## SELECTED EXCERPT
## Begin

If you'll look at Alan Lee's painting showing the battle of Fingolfin and Morgoth, you will see that PJ took more from Morgoth than just his mace. PJ's entire portrayal of Sauron seems to be a copy of John Howe's painting (which makes sense since Howe was an integral part of the Movie Team.)


----------



## Dark_wraith (Aug 28, 2002)

well i know this is gonna make me sound dumb but....... ........who is Morgoth??


----------



## Anamatar IV (Aug 28, 2002)

apparently saurons master.


----------



## pohuist (Aug 28, 2002)

Also known as Melkor, one of the (if not the) most powerful Vala who turned to dark power. You will find everything you want to know about him in "the Silmarillion". Sauron was originally an Aule's Maia who was seduced by Morgoth and became his lietenant and commander of his armies. After Morgoth was defeated by Valar, Sauron hid somewhere, and then subsequently re-emerged in ME some time later and began building his own empire with remnants of evil forces still existing at the time.


----------



## Lantarion (Aug 29, 2002)

In short: READ THE SIL, AND DON'T COME BACK BEFORE YOU DO!!!
 
No but seriously, read the SIlmarillion. It's IMHO the best book Tolkien has written.


----------



## Windfola (Aug 29, 2002)

The Silmarillion is definitely more detailed and a much deeper read than tLotR, and I enjoyed it tremendously for its background information on "The Beginning" and very early history of Tolkien's world, but my all time favorite will always be tLotR, for its beautiful story and the way that Tolkien wrote it. He wrote as if he were painting with words--so much so that I feel as if I have stepped into the story myself whenever I read it (now THAT's the mark of a talented writer!).

I stand in awe....


----------

## End

## WRITTEN REQUEST A
Write out the portion of the forum thread on Tolkien from "No but seriously, read" to "a talented writer!).".
The forum thread on Tolkien and the listing are unrelated to each other.

## MATERIAL
## Begin

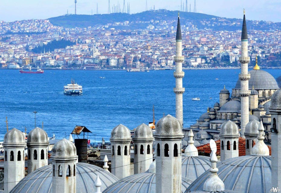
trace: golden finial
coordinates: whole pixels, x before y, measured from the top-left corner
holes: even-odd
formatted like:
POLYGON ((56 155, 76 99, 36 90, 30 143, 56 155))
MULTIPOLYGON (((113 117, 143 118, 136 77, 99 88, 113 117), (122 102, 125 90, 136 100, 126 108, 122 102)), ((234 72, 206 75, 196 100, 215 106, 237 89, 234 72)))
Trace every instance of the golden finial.
POLYGON ((257 55, 256 55, 256 65, 254 67, 254 70, 259 70, 260 67, 257 65, 257 55))

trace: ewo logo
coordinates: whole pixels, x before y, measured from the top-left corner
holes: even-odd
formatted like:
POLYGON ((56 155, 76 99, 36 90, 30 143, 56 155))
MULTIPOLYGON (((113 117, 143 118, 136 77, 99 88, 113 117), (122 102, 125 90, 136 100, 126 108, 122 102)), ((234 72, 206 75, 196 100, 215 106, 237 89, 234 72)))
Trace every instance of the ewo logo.
POLYGON ((280 191, 280 188, 277 186, 276 187, 273 187, 272 188, 270 189, 270 191, 272 192, 279 192, 280 191))

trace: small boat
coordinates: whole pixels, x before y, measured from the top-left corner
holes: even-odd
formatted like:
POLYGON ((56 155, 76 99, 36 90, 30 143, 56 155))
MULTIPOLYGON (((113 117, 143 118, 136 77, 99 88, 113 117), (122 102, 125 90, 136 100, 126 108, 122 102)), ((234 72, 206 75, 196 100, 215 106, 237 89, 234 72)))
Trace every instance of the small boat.
POLYGON ((27 68, 29 70, 29 71, 25 71, 23 70, 22 67, 21 70, 19 70, 20 73, 26 74, 43 74, 44 73, 44 71, 39 68, 39 67, 37 67, 37 71, 32 71, 31 69, 31 67, 29 67, 27 68))
POLYGON ((191 100, 200 100, 200 98, 199 97, 196 97, 196 98, 193 98, 191 99, 191 100))
POLYGON ((82 94, 83 91, 82 86, 74 83, 74 80, 71 84, 68 84, 63 87, 63 94, 68 95, 80 95, 82 94))

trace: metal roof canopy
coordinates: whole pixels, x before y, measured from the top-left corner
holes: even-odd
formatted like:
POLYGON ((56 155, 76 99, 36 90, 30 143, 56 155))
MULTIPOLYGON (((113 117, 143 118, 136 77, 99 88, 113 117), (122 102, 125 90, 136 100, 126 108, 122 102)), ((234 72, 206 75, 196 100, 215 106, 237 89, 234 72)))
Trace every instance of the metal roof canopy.
MULTIPOLYGON (((79 125, 76 125, 74 128, 74 129, 71 132, 71 134, 74 134, 77 135, 79 135, 81 133, 81 132, 83 132, 83 138, 85 138, 85 132, 92 133, 92 131, 87 128, 86 127, 84 126, 79 126, 79 125)), ((77 136, 78 137, 78 136, 77 136)), ((78 137, 78 138, 79 138, 78 137)))

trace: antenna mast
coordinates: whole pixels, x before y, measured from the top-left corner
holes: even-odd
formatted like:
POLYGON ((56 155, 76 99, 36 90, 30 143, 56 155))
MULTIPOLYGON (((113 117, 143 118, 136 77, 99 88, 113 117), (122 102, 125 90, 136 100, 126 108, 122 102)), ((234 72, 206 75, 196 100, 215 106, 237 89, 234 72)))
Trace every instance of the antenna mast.
POLYGON ((74 3, 75 4, 75 15, 76 14, 76 4, 77 3, 77 0, 74 0, 74 3))

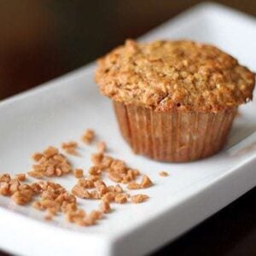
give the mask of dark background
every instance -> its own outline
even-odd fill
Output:
[[[0,100],[92,61],[200,2],[0,0]],[[256,1],[216,2],[256,15]],[[255,201],[256,189],[155,255],[256,255]]]

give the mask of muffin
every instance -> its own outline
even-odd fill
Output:
[[[127,40],[98,61],[95,78],[133,151],[170,162],[219,151],[255,84],[232,56],[186,40]]]

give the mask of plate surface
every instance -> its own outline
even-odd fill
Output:
[[[256,70],[256,21],[216,4],[201,4],[141,40],[191,38],[212,43]],[[48,145],[78,140],[86,128],[108,143],[110,154],[148,174],[154,186],[140,205],[113,205],[98,225],[80,228],[0,197],[0,247],[22,255],[143,255],[173,240],[256,184],[256,102],[241,108],[229,144],[218,154],[187,164],[165,164],[135,155],[119,135],[111,102],[99,95],[94,64],[0,102],[0,172],[19,173],[30,155]],[[248,137],[248,136],[251,136]],[[246,139],[243,139],[247,137]],[[231,146],[235,145],[236,146]],[[95,146],[82,146],[77,167],[90,166]],[[158,172],[166,171],[167,177]],[[67,189],[75,179],[55,179]],[[132,194],[132,193],[131,193]],[[85,210],[98,202],[81,202]]]

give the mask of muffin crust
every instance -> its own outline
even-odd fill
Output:
[[[96,81],[115,102],[160,112],[218,112],[250,101],[255,74],[214,46],[126,40],[98,60]]]

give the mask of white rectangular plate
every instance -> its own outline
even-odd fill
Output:
[[[168,21],[142,40],[187,38],[212,43],[256,70],[256,22],[215,4],[201,4]],[[230,145],[217,155],[186,164],[166,164],[135,155],[119,135],[109,100],[100,96],[90,65],[0,103],[1,172],[30,169],[30,155],[48,145],[79,138],[96,130],[111,154],[152,177],[154,186],[140,205],[113,205],[113,212],[93,227],[66,224],[0,197],[0,247],[23,255],[142,255],[196,225],[256,184],[255,101],[241,108]],[[71,157],[77,167],[90,166],[95,146],[82,146],[83,157]],[[170,173],[159,176],[160,171]],[[67,189],[72,176],[56,178]],[[98,202],[82,202],[85,210]]]

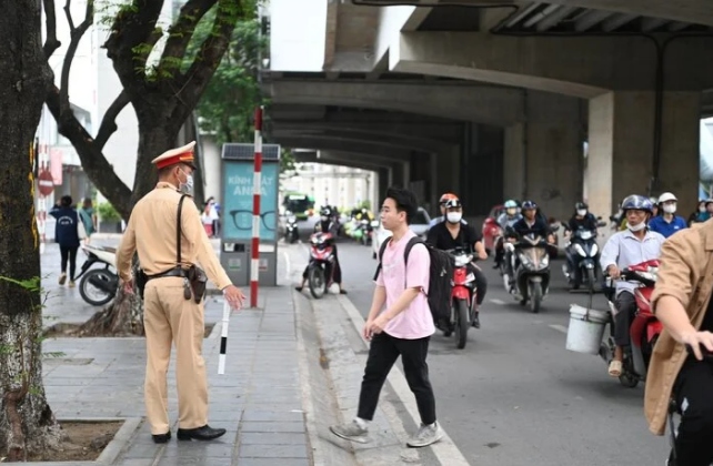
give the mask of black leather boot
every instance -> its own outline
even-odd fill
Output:
[[[179,440],[213,440],[225,434],[224,428],[212,428],[208,424],[197,428],[179,428],[177,437]]]

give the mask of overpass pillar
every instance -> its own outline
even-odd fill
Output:
[[[671,191],[681,212],[699,194],[699,92],[665,92],[662,100],[661,156],[654,160],[656,99],[650,91],[610,92],[590,101],[585,195],[604,217],[629,194],[657,196]],[[652,184],[657,166],[657,182]]]
[[[505,130],[503,194],[532,200],[548,216],[568,219],[582,199],[582,102],[526,92],[526,121]]]

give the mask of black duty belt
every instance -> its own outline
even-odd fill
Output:
[[[171,270],[165,271],[165,272],[158,273],[155,275],[149,275],[147,278],[148,280],[164,278],[167,276],[181,276],[181,277],[183,277],[183,276],[185,276],[185,271],[183,269],[181,269],[181,267],[175,267],[175,269],[171,269]]]

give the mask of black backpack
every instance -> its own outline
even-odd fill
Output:
[[[381,260],[386,251],[386,246],[391,242],[391,237],[383,242],[379,250],[379,265],[374,274],[374,281],[379,277],[381,272]],[[409,240],[405,250],[403,250],[403,263],[409,263],[409,253],[415,244],[423,244],[429,251],[431,256],[431,270],[429,271],[429,307],[433,322],[439,323],[449,320],[451,316],[451,290],[453,286],[453,260],[451,256],[441,250],[436,250],[429,243],[421,240],[419,236]],[[405,285],[405,284],[404,284]]]

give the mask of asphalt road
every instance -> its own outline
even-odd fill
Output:
[[[302,249],[295,244],[288,246]],[[293,251],[297,252],[297,251]],[[339,244],[348,297],[365,317],[376,261],[371,247]],[[473,465],[641,466],[664,464],[665,437],[649,433],[643,386],[625,388],[599,356],[565,350],[569,307],[586,305],[568,292],[561,261],[540,314],[503,288],[492,260],[481,328],[464,350],[436,333],[429,356],[439,421]],[[594,295],[594,308],[606,308]]]

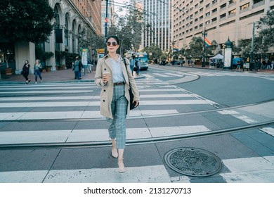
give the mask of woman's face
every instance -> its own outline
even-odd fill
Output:
[[[116,52],[119,48],[117,42],[114,38],[111,37],[107,41],[107,47],[108,52]]]

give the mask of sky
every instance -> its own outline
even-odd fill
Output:
[[[114,1],[115,3],[119,3],[119,4],[129,4],[129,0],[111,0],[112,1]],[[117,5],[120,5],[120,4],[116,4]],[[122,6],[122,5],[121,5]],[[126,8],[124,8],[124,11],[123,12],[118,12],[118,9],[119,8],[119,6],[115,6],[115,12],[119,14],[119,15],[125,15],[126,14]]]

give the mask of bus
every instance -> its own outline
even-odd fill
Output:
[[[147,70],[148,69],[148,54],[145,52],[128,52],[128,58],[131,56],[133,56],[135,60],[139,61],[141,59],[141,68],[140,70]]]

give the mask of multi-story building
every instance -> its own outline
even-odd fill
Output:
[[[274,8],[274,0],[173,0],[173,41],[179,49],[204,31],[220,49],[228,38],[236,45],[252,38],[253,23]]]
[[[157,45],[169,51],[171,42],[171,0],[143,0],[145,27],[142,35],[142,47]]]
[[[101,33],[101,1],[93,0],[48,0],[49,5],[56,14],[53,21],[54,30],[48,42],[41,44],[45,51],[67,51],[80,54],[79,36],[87,32]],[[22,70],[22,63],[27,59],[30,63],[35,62],[35,45],[22,42],[15,44],[15,73]],[[52,65],[65,64],[65,61],[53,57],[44,63]]]

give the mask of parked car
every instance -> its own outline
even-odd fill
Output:
[[[159,65],[167,65],[167,61],[160,61]]]
[[[172,61],[171,63],[171,65],[180,65],[180,62],[178,61]]]

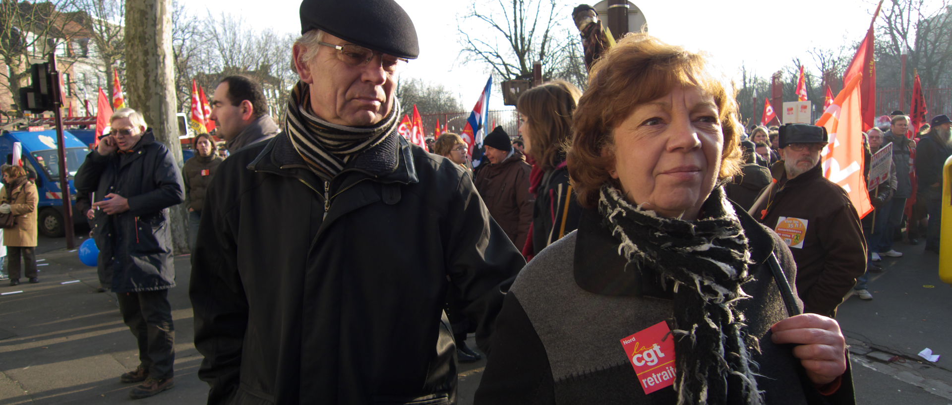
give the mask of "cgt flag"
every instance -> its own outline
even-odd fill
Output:
[[[777,114],[773,112],[773,106],[770,106],[770,100],[764,99],[764,117],[761,118],[761,125],[770,124],[775,119],[777,119]]]
[[[99,136],[109,125],[110,117],[112,117],[112,106],[109,105],[109,98],[106,95],[106,90],[99,87],[99,100],[96,102],[96,136],[92,140],[93,147],[99,145]]]
[[[486,121],[489,119],[489,92],[492,90],[492,76],[486,81],[483,93],[480,94],[476,106],[473,106],[466,125],[460,136],[469,146],[469,156],[472,157],[473,167],[479,166],[483,159],[483,137],[486,136]]]
[[[797,101],[806,101],[806,78],[803,77],[803,66],[800,66],[800,78],[797,79]]]
[[[863,75],[855,75],[817,122],[817,125],[826,127],[830,137],[829,144],[821,152],[823,177],[846,190],[860,218],[873,210],[863,174],[862,82]]]
[[[198,101],[202,103],[202,115],[205,116],[205,129],[211,132],[215,130],[215,122],[211,120],[211,106],[208,105],[208,99],[205,98],[205,88],[198,87]]]
[[[912,86],[912,113],[909,115],[909,120],[912,121],[913,138],[919,136],[919,128],[925,123],[925,117],[928,114],[929,110],[925,107],[925,96],[922,94],[922,82],[919,80],[919,74],[916,74],[916,82]]]
[[[188,120],[188,125],[196,134],[208,133],[208,129],[205,127],[205,111],[198,98],[198,86],[194,80],[191,81],[191,118]]]

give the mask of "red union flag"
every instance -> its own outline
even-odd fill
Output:
[[[806,78],[803,77],[803,66],[800,66],[800,78],[797,79],[797,101],[806,101]]]
[[[863,75],[855,75],[817,122],[817,125],[826,127],[830,137],[829,145],[822,152],[823,177],[846,190],[860,218],[873,210],[863,179],[862,82]]]
[[[764,99],[764,117],[761,118],[761,125],[765,125],[770,124],[776,118],[777,114],[773,112],[773,106],[770,106],[770,100]]]

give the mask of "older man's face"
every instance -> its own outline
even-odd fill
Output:
[[[347,44],[327,33],[323,42]],[[314,114],[347,126],[372,125],[383,120],[393,107],[397,76],[383,68],[382,55],[374,55],[366,65],[352,66],[338,58],[337,49],[319,47],[317,55],[306,61],[304,68],[298,68],[301,80],[310,85],[310,106]]]

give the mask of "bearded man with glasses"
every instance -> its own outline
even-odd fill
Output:
[[[100,285],[116,293],[123,321],[139,346],[139,366],[124,383],[141,382],[133,399],[172,388],[175,328],[169,289],[175,286],[169,207],[185,201],[171,152],[155,142],[131,108],[109,118],[112,130],[76,172],[79,196],[92,195],[92,237],[99,247]]]
[[[447,291],[486,348],[525,261],[466,171],[397,132],[406,11],[305,0],[301,26],[282,132],[206,194],[189,296],[208,403],[455,403]]]
[[[751,213],[793,252],[803,311],[833,318],[866,271],[866,241],[846,191],[823,175],[827,142],[823,126],[781,126],[782,161],[771,167],[774,182]]]

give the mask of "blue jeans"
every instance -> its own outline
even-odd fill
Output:
[[[188,213],[188,249],[195,250],[195,242],[198,241],[198,224],[202,222],[202,211],[191,211]]]
[[[942,227],[942,200],[929,199],[925,202],[925,209],[929,212],[929,226],[925,231],[925,248],[939,250],[939,235]]]
[[[879,249],[873,249],[873,252],[888,252],[892,250],[892,242],[896,239],[896,231],[902,226],[902,213],[905,212],[905,200],[900,198],[893,198],[889,201],[887,205],[883,205],[883,214],[885,214],[888,223],[883,229],[883,237],[879,241]]]

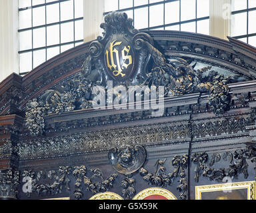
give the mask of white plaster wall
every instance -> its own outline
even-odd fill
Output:
[[[18,0],[0,0],[0,82],[19,73]]]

## End

## WRITTEN REQUEST B
How many lines of the listing contain the word "finial"? Reply with the number alone.

## EXPECTED OUTPUT A
No but seriously, read the SIlmarillion. It's IMHO the best book Tolkien has written.


----------



## Windfola (Aug 29, 2002)

The Silmarillion is definitely more detailed and a much deeper read than tLotR, and I enjoyed it tremendously for its background information on "The Beginning" and very early history of Tolkien's world, but my all time favorite will always be tLotR, for its beautiful story and the way that Tolkien wrote it. He wrote as if he were painting with words--so much so that I feel as if I have stepped into the story myself whenever I read it (now THAT's the mark of a talented writer!).

## EXPECTED OUTPUT B
2